++++ DATA SHOWN ++++
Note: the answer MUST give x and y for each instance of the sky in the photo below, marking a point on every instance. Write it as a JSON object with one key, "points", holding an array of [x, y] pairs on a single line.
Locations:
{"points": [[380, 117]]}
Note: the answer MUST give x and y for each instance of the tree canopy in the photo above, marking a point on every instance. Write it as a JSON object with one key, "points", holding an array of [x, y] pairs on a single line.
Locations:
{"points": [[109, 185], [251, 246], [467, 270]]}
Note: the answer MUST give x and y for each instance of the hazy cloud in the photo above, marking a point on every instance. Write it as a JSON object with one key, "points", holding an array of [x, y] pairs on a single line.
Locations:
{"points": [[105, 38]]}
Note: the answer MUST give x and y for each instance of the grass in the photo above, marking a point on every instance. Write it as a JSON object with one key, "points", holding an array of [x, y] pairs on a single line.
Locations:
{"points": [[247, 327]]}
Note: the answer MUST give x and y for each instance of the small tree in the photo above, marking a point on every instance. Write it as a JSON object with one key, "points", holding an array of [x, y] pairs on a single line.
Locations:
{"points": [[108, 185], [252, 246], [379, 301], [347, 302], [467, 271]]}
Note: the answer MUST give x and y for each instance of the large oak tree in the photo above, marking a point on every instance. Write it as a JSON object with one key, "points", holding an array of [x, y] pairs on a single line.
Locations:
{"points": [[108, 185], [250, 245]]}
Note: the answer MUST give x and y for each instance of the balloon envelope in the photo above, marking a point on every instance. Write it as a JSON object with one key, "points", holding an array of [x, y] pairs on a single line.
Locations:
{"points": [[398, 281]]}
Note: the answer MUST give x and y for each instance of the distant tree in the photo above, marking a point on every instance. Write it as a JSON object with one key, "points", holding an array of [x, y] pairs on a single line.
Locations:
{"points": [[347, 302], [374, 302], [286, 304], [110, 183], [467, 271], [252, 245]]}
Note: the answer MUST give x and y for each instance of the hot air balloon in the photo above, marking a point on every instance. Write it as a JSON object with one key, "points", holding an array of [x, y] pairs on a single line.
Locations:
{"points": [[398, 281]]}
++++
--- EXERCISE ---
Search the entries for the word "tree" and pick out every line that holds it.

--- PROBLEM SOLUTION ---
Note: the answer MUST give x and y for each instance of the tree canopy in the photo above, marking a point on every instance. Write it as a JSON object with one key, "points", holding an array of [x, y] pairs on a single line.
Note: the answer MUST give x and y for each instance of the small tree in the photo above, marking a point on every instance. Write it as a JSON object with one key, "points", holding an array of [x, y] pairs on a single line.
Note: the answer MUST give x and y for each instance of the large oak tree in the photo above, marking a point on every instance. Write it as a JSON object with one key, "points", holding an array of [x, y] pairs on a single line.
Note: the answer MUST give x and y for each instance of the distant tree in the photo above, marking a point on every instance. Write it as a JSON object with one key, "points", holding an array of [x, y] pairs on a single line.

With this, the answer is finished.